Exercise prompt »
Quote all entries in full, exactly.
[START Data to process]
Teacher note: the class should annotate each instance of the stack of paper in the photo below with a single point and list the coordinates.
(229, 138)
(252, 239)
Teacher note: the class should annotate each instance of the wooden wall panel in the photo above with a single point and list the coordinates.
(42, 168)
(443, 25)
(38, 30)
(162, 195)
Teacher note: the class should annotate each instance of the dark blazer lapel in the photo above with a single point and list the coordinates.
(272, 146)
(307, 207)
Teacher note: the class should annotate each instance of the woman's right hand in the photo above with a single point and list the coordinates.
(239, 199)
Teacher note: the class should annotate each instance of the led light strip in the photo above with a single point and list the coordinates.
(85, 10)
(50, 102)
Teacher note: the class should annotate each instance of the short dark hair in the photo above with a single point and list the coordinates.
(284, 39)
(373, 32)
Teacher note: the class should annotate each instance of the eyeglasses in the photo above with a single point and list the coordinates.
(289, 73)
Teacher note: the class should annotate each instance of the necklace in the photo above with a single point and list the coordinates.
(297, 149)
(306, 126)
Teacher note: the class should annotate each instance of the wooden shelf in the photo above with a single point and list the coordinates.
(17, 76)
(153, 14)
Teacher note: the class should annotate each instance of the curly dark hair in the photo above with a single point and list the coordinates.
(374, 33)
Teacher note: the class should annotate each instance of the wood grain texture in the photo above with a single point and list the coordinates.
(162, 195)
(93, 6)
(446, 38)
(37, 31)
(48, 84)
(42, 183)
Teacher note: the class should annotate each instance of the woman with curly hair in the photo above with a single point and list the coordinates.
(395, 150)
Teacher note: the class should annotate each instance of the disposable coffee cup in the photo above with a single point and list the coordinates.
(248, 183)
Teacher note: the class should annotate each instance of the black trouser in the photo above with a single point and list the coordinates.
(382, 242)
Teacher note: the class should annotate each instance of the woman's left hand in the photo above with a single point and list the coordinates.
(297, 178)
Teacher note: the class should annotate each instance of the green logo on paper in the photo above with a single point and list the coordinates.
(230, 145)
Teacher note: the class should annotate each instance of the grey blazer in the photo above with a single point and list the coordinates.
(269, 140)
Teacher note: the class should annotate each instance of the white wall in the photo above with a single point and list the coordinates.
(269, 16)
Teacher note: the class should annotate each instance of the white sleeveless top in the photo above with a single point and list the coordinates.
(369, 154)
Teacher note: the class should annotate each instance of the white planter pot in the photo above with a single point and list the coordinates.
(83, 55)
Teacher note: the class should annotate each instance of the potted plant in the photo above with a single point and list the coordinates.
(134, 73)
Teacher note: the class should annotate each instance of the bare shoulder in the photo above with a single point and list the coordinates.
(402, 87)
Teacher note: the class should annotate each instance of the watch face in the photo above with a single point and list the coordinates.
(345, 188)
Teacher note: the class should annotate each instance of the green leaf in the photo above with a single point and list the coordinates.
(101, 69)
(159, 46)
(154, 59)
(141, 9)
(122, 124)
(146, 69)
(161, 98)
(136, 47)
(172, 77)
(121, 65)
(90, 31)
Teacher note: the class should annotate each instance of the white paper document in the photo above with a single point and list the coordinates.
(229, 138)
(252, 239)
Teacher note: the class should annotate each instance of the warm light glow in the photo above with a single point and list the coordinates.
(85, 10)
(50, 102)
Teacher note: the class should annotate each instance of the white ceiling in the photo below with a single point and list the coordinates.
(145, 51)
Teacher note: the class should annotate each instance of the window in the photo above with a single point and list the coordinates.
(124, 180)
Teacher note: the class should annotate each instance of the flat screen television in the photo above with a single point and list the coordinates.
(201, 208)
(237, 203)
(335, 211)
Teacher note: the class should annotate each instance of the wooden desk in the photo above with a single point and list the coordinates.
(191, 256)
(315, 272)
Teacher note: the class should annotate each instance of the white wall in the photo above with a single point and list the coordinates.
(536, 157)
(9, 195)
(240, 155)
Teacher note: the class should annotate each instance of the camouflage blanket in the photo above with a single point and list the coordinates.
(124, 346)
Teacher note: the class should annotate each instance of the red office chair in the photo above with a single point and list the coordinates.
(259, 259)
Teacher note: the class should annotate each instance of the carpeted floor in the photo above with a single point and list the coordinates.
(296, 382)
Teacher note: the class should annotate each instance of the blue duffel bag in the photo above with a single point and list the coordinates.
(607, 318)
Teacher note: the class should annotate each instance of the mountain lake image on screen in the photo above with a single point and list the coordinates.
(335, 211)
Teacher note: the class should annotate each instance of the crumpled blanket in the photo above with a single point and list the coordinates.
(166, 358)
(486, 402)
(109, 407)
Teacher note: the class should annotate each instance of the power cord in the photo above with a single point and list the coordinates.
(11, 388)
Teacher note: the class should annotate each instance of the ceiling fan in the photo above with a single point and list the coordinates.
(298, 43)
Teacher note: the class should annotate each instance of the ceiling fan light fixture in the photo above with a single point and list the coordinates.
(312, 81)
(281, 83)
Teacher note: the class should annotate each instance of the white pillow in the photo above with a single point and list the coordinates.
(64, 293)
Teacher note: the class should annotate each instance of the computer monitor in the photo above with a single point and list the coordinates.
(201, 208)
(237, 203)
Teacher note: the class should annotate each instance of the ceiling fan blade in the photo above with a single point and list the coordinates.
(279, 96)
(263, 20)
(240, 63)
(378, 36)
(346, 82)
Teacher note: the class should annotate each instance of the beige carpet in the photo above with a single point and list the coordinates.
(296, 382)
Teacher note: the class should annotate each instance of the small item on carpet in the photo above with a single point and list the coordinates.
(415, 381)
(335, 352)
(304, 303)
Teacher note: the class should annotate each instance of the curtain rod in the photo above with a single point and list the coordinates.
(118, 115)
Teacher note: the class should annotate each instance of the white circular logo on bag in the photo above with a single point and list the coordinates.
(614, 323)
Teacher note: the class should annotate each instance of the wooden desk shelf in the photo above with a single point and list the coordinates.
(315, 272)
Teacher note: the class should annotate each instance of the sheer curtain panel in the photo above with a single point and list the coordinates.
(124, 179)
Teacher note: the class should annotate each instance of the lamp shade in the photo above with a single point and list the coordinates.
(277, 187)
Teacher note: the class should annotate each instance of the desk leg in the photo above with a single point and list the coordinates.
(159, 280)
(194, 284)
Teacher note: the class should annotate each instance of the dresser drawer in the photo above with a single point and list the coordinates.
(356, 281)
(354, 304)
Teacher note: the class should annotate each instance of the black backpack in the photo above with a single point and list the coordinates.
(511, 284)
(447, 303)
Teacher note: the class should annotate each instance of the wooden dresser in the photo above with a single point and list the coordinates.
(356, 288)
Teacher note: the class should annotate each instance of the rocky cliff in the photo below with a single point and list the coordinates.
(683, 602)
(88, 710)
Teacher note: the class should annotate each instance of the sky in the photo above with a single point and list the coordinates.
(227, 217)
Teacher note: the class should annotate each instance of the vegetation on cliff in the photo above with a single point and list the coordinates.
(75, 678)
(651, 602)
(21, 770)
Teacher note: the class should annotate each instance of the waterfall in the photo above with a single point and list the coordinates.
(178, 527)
[END Data to process]
Worked solution »
Teacher note: the class should annotate each instance of the stack of paper in the photo below with a single point and list the coordinates.
(229, 138)
(252, 239)
Teacher note: the class should annotate each instance of the wooden wall panel in the photo above with a single point and list the coordinates.
(42, 168)
(443, 25)
(38, 30)
(162, 195)
Teacher note: the class should annotate each instance of the dark blazer lapel in the photo above with a single point and list the coordinates.
(272, 146)
(307, 207)
Teacher note: the class should annotate each instance of the woman's right hand in the photo above with a single point and list the coordinates.
(239, 199)
Teacher note: the class should annotate each instance of the led light strip in the photo above with a single point and list the coordinates.
(85, 10)
(50, 102)
Teacher note: the class should annotate each instance of the short dark hair in the photo above with a single point and list the coordinates.
(284, 39)
(373, 32)
Teacher note: the class should annotate each instance of the eyeglasses in the photo above with a single point and list the coordinates.
(289, 73)
Teacher note: the class should annotate each instance of the necklace in the photo above with a single point and list the coordinates.
(297, 149)
(306, 126)
Teacher note: the class should annotate each instance of the wooden shelf in the photo above with a single point and list the coordinates.
(17, 76)
(153, 14)
Teacher note: the class should annotate each instance of the curly dark hair in the photo above with a single point and list the coordinates.
(374, 33)
Teacher note: the class should annotate each instance of the wood grain texture in the photo above with a single point and list the coordinates.
(162, 195)
(93, 6)
(446, 38)
(37, 31)
(48, 84)
(42, 183)
Teacher note: the class should annotate each instance of the woman with curly hair in the photo above with a single point and list the coordinates.
(395, 150)
Teacher note: the class should annotate each instance of the disposable coffee cup in the photo above with a single point and list the coordinates.
(248, 183)
Teacher note: the class should annotate each instance of the black trouser in the photo above with a single point and list the coordinates.
(382, 242)
Teacher note: the class should annotate each instance of the woman's left hand in the photo above with a single point and list the coordinates.
(297, 178)
Teacher note: the class should annotate each instance of the green logo on paper in the photo above with a single point and list the coordinates.
(230, 145)
Teacher note: the class should annotate each instance of the grey blazer in the photo above with a single point and list the coordinates.
(269, 140)
Teacher note: the class should annotate each instance of the white wall in the photo above with a single point and list the coordinates.
(269, 16)
Teacher note: the class should annotate each instance of the white sleeveless top in the photo above with a single point and list the coordinates.
(369, 154)
Teacher note: the class should annotate each instance of the white planter pot in the photo above with a single point and list the coordinates.
(83, 55)
Teacher note: the class should annotate each instance of the potted plant in the photo above with a single point and list the coordinates.
(134, 73)
Teacher note: the class should annotate each instance of the bare shoulder in the photo above with a single point and list the coordinates.
(402, 87)
Teacher note: the class should annotate each instance of the watch face in the photo above with a single point and list the coordinates.
(345, 188)
Teacher note: the class should annotate each instance of the green leaf in the photo above with a single point and list the coordinates.
(101, 69)
(159, 46)
(154, 59)
(141, 9)
(122, 124)
(146, 69)
(161, 98)
(136, 47)
(172, 77)
(121, 65)
(90, 31)
Teacher note: the class should annotate each instance of the white paper document in the photo above with a single point and list the coordinates.
(229, 138)
(252, 239)
Teacher note: the class should annotate each instance of the warm light glow in the photo above with a single point and list the coordinates.
(85, 10)
(50, 102)
Teacher note: the class should annotate each instance of the white ceiling in the photo below with a single point and list the coordinates.
(145, 51)
Teacher note: the class should annotate each instance of the window in the photo above with a single point and list the coordinates.
(124, 180)
Teacher note: the class should annotate each instance of the flat screen television in the photo above with a single point and list the coordinates.
(201, 208)
(237, 203)
(335, 211)
Teacher note: the class should annotate each instance of the wooden desk in the photo above with a single point and list the coordinates.
(191, 256)
(315, 272)
Teacher note: the class should annotate each instance of the white wall in the photo above with a single point and list the coordinates.
(536, 157)
(9, 195)
(240, 155)
Teacher note: the class should annotate each instance of the camouflage blanket in the photo above with a single point and list the coordinates.
(124, 346)
Teacher note: the class should annotate each instance of the red office chair in the photo above with a single point and list the coordinates.
(259, 259)
Teacher note: the class should annotate each instance of the carpeted floor in the photo above with a single point and list the coordinates.
(296, 382)
Teacher note: the class should annotate each instance of the blue duffel bag in the photo above with a single point and list the coordinates.
(607, 318)
Teacher note: the class should annotate each instance of the mountain lake image on screen in the photo above with a single point and list the coordinates.
(335, 211)
Teacher note: the class should annotate each instance of the crumpled blanket in the photo above with a single point and list the coordinates.
(166, 358)
(486, 402)
(109, 407)
Teacher note: the class should annotate each instance of the power cord in the photo above with a single point and list the coordinates.
(11, 388)
Teacher note: the class should annotate each instance of the ceiling fan in the photo above with a single point and list the coordinates.
(298, 43)
Teacher note: the class should annotate each instance of the ceiling fan light fixture in the photo above with a single point and list the coordinates.
(312, 81)
(281, 83)
Teacher note: the class should annotate each instance of the white pillow in the photo above with a single point and list the coordinates.
(64, 293)
Teacher note: the class should annotate each instance of the computer monitor in the photo above with a single point and list the coordinates.
(201, 208)
(237, 203)
Teacher note: the class should annotate each instance of the ceiling fan blade in the photo above with a single point and list the coordinates.
(279, 96)
(263, 20)
(240, 63)
(378, 36)
(346, 82)
Teacher note: the class should annotate each instance of the beige carpet in the photo above with a single point and list the coordinates.
(296, 382)
Teacher note: the class should annotate each instance of the small item on carpet in the photo above with a single point and list the coordinates.
(415, 381)
(335, 352)
(304, 303)
Teacher note: the class should annotate each instance of the curtain rod in the photo above with a single point and list the coordinates.
(118, 115)
Teacher note: the class should annotate each instance of the white circular logo on bag in the photo above with a single point and list the coordinates.
(614, 323)
Teacher note: the class should annotate each instance of the wooden desk shelf in the photo above with a single point and list the coordinates.
(315, 272)
Teacher note: the class should annotate each instance of the sheer curtain panel in the photo above with a single point and list the coordinates.
(124, 179)
Teacher note: the class should annotate each instance of the lamp shade in the photo above with a single point and list the coordinates.
(277, 187)
Teacher note: the class should annotate each instance of the desk leg in the photo above with a single point and list the coordinates.
(159, 280)
(194, 284)
Teacher note: the class should annotate each instance of the dresser drawer in the photo above with a single point and list the coordinates.
(356, 281)
(354, 304)
Teacher note: the class should annotate each instance of the black backpack in the photo above with a single point and list the coordinates.
(511, 284)
(447, 303)
Teacher note: the class should annotate each instance of the wooden dresser in the photo above with a single point and list the coordinates.
(356, 288)
Teacher note: the class should annotate each instance of the rocky cliff in the photo below with a single point and list the coordinates.
(683, 602)
(88, 710)
Teacher note: the class should annotate each instance of the sky in the photo above with a single point and list the coordinates.
(227, 217)
Teacher note: the class should annotate each instance of the vegetation on cliff in the photo above with a single point and list the coordinates.
(75, 678)
(651, 602)
(21, 770)
Teacher note: the class should annotate each instance of the waterfall in the photo above with a single point and list the coordinates.
(178, 527)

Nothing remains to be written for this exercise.